*ATIVIDADE A*
Segundo o trecho para leitura, por quanto tempo o menino Frederico permaneceu esquecido dentro do carro?
*ATIVIDADE B*
Indique se cada afirmação concorda com o trecho para leitura, citando as palavras exatas do trecho que decidem: (i) Maria Vitória foi esquecida no carro em novembro de 2015. (ii) A menina estava dormindo no banco traseiro quando a mãe desceu do carro. (iii) Vitória saiu de casa para fazer as unhas e o cabelo.
*ATIVIDADE C*
Conforme o trecho para leitura, por que Vitória chegou a citar o nome da filha dentro da casa da cabeleireira?

“Nossa, isso já aconteceu comigo!” Assim reagiu Vitória Marques de Araújo, 39 anos,moradora de Cuiabá, mãe de quatro filhos, ao saber das circunstâncias da morte do pequeno Frederico, de dois anos, filho do delegado de polícia Geraldo Gezoni, da Delegacia de Homicídios e Proteção à Pessoa (DHPP).
O menino morreu na semana passada, em Cuiabá, depois de ser esquecido pelo pai dentro do carro, por quase cinco horas. Há menos de dois meses, em novembro de 2015, Vitória também esqueceu a filha caçula, a pequena Maria Vitória, de dois anos.
Era um sábado, tarde de clima tipicamente cuiabano, ou seja, quente, e Vitória saiu de casa para fazer as unhas e o cabelo para ir à festa de formatura do sobrinho. Envolvida por afazeres domésticos, cuidados com os filhos, preparação pessoal e o vestido que usaria naquela noite, que ainda teria de comprar ou alugar, não percebeu que havia deixado a menina trancada no carro.
Além das atribuições daquele dia, o telefonema da sobrinha querendo esclarecer dúvidas sobre algo que Vitória não se recorda mais, desviou por completo a atenção pela filha. E a garotinha, mesmo acordada, permaneceu quietinha no banco traseiro, sobre a cadeirinha, quando a mãe desceu do carro falando ao celular.
“Ela é assim, boazinha”, descreve a mãe. Vitória relata que dentro da casa da cabeleireira, quando se preparava para fazer as unhas, conversando animadamente, chegou a citar o nome da filha ao perceber que o cabelo da manicure se assemelhava com o de Maria Vitória. Nem assim, relata, lembrou-se que a menina estava sob os cuidados dela, dentro do carro.

Itens listados em um conjunto de dados:
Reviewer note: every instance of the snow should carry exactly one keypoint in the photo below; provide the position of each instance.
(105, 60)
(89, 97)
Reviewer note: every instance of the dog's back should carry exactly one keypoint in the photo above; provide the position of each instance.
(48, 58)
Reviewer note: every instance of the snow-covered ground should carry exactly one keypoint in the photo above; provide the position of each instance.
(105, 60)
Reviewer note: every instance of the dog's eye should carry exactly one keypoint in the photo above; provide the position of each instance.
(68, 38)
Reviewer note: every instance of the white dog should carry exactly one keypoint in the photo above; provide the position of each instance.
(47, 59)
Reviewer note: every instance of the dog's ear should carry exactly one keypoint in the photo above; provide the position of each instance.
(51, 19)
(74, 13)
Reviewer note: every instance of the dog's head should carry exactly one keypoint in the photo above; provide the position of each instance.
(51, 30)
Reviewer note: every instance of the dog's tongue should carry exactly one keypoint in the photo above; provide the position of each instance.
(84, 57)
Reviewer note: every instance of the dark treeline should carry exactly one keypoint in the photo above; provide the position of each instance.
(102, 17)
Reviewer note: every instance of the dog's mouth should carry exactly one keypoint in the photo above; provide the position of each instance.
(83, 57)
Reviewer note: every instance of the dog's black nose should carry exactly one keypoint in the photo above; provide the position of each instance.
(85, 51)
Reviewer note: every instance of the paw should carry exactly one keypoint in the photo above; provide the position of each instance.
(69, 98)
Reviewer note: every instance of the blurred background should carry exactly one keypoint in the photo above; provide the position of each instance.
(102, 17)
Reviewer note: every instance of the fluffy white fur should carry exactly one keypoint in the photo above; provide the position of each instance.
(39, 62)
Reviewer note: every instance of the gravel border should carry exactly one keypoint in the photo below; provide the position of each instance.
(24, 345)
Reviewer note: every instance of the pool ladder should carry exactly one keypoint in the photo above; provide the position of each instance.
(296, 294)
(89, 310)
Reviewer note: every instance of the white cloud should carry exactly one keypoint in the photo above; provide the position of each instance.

*RESPOSTA FINAL A*
Por quase cinco horas.

*RESPOSTA FINAL B*
(i) Sim: "em novembro de 2015, Vitória também esqueceu a filha caçula".
(ii) Não: "mesmo acordada, permaneceu quietinha no banco traseiro".
(iii) Sim: "Vitória saiu de casa para fazer as unhas e o cabelo".

*RESPOSTA FINAL C*
Ela citou o nome da filha ao perceber que o cabelo da manicure se assemelhava ao de Maria Vitória. Mesmo assim, não se lembrou de que a menina estava dentro do carro.